**Problem details:**
Could the lines from the one containing "ok thinking aloud here... I gotta find the illuminated" through the end of the material below be returned exactly, with nothing else?

**Data:**
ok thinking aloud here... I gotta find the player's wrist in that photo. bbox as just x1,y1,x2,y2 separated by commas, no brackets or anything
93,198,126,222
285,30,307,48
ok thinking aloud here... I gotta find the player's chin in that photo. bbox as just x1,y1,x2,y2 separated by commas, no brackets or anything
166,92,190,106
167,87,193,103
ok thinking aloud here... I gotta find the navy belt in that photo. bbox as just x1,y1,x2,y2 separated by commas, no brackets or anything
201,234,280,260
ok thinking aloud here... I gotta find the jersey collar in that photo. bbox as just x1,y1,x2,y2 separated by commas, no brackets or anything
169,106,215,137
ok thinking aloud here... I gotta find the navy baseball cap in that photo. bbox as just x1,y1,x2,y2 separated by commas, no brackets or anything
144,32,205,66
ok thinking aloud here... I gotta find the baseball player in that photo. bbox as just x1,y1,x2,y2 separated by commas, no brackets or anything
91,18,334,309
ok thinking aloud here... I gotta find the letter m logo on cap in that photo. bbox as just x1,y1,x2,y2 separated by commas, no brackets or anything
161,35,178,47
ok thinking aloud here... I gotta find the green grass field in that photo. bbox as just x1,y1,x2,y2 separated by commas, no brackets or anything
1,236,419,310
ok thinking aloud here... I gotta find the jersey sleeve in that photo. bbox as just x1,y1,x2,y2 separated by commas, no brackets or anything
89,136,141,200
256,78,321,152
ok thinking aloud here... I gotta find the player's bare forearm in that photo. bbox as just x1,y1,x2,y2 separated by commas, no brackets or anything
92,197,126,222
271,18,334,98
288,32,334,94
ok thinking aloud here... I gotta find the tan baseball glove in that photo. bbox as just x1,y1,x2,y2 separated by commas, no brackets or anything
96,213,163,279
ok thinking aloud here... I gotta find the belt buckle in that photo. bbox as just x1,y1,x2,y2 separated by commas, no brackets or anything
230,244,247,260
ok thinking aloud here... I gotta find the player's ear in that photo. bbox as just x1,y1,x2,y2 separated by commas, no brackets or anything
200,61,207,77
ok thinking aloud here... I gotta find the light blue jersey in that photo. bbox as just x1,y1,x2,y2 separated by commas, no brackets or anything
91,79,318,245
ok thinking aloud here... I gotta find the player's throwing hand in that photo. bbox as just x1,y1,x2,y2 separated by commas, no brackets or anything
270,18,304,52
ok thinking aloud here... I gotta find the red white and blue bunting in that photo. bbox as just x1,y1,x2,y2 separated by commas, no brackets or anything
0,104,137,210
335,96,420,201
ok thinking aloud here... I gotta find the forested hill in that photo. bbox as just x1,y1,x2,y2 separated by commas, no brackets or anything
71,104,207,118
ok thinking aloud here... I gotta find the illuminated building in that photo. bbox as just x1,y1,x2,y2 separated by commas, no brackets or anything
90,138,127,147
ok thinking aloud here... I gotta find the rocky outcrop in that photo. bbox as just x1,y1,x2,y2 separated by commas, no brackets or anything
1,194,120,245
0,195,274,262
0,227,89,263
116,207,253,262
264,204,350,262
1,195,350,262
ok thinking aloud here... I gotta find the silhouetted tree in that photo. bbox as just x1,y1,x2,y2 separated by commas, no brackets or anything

**Solution:**
ok thinking aloud here... I gotta find the illuminated building in that photo. bbox as just x1,y1,x2,y2 separated by commas, no brackets or anything
90,138,127,147
ok thinking aloud here... I gotta find the rocky outcrop in that photo. bbox as just x1,y1,x2,y2 separated by commas, no brackets or anything
1,194,120,245
0,195,274,262
0,227,89,263
116,207,253,262
264,204,350,262
1,195,350,262
ok thinking aloud here... I gotta find the silhouetted tree in that photo. bbox as just x1,y1,x2,y2 separated by commas, no brackets or anything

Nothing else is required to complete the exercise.